▶ **Work instruction**
Show every line from the data below that includes "woman".

▶ **Record set**
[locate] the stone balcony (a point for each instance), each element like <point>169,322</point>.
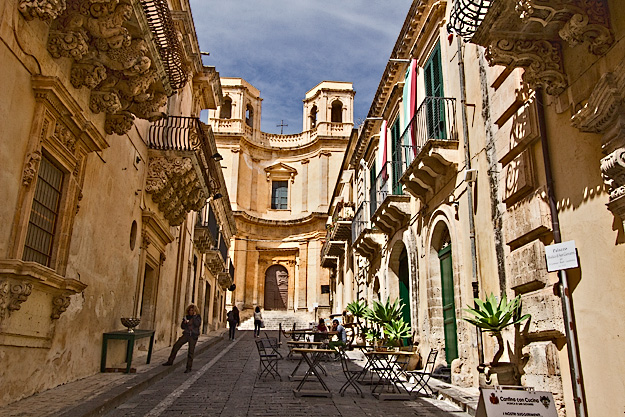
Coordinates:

* * *

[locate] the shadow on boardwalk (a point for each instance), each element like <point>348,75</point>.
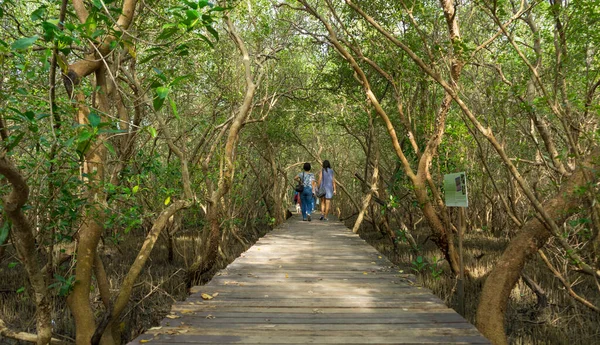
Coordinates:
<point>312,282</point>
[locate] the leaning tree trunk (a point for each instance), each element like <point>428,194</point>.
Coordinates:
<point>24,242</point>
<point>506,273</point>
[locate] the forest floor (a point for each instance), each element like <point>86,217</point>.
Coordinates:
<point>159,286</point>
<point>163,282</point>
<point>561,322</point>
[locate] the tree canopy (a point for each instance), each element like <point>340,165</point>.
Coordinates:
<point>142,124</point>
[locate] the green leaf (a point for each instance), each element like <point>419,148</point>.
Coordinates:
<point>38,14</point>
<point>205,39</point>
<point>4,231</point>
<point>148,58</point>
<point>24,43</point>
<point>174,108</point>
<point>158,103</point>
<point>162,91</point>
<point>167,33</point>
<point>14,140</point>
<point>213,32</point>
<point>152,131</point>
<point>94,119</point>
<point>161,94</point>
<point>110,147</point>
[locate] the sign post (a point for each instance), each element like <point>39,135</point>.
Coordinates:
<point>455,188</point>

...

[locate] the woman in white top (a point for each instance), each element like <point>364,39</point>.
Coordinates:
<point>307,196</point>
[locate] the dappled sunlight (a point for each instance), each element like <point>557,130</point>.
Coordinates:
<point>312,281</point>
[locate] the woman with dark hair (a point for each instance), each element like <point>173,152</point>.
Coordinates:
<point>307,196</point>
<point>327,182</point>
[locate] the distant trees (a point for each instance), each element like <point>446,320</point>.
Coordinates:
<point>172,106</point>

▶ **Answer to this task**
[locate] the woman in white top (a point for each instance), each element like <point>364,39</point>.
[locate] the woman with dark hair (a point for each instance), each element like <point>173,152</point>.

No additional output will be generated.